**Exercise directions:**
Can you print, word for word, the passage from "Have you ever" to "law of God." in the essay below on whether God's command to choose proves free will?

**Passage to read:**
--- --- ---

God Says, “CHOOSE!” So We Must Be Able To. Right?

Have you ever heard someone say something along the lines of, “Of course we have free will! God tells us to choose & believe in His word!” To them, it logically follows that, if God asks us to do it, then we must be able to. After all, God wouldn’t ask us to do something we can’t do. Right? 

On the surface, this argument may seem like a silver bullet. If you’ve never given thought to this, then such a question might leave you stumped. So let’s think about this. Does it follow that if God asks us to do something, then we must have the capacity to? Actually, no it doesn’t. Let’s look at what Scripture says about the law of God.

The law, given through Moses, is impossible to keep. In fact, the law only gives strength to our sins. “The sting of death is sin, and the power of sin is the law;” (1 Cor. 15:56). When the law is presented to us, we unquestionably stand condemned – dead men without any excuse. “8 But sin, taking opportunity through the commandment, produced in me coveting of every kind; for apart from the Law sin is dead. 9 I was once alive apart from the Law; but when the commandment came, sin became alive and I died; 10 and this commandment, which was to result in life, proved to result in death for me; 11 for sin, taking an opportunity through the commandment, deceived me and through it killed me.” (Romans 7:8-11). [underline for emphasis] And yet, in the law, God is telling us to do or not to do certain things. Only, we can’t do it.

--- --- ---

**Data block:**

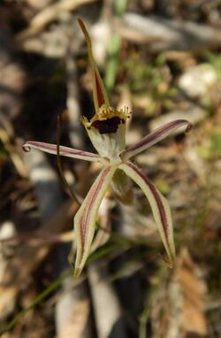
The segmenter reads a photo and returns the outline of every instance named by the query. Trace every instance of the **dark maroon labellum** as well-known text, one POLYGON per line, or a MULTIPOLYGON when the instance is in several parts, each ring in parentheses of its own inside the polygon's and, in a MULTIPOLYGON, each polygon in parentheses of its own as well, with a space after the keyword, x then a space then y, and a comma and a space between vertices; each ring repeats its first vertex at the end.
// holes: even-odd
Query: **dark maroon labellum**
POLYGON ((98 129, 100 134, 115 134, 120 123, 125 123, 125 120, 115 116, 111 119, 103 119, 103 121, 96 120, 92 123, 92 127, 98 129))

--- --- ---

**Complete output:**
Have you ever heard someone say something along the lines of, “Of course we have free will! God tells us to choose & believe in His word!” To them, it logically follows that, if God asks us to do it, then we must be able to. After all, God wouldn’t ask us to do something we can’t do. Right? 

On the surface, this argument may seem like a silver bullet. If you’ve never given thought to this, then such a question might leave you stumped. So let’s think about this. Does it follow that if God asks us to do something, then we must have the capacity to? Actually, no it doesn’t. Let’s look at what Scripture says about the law of God.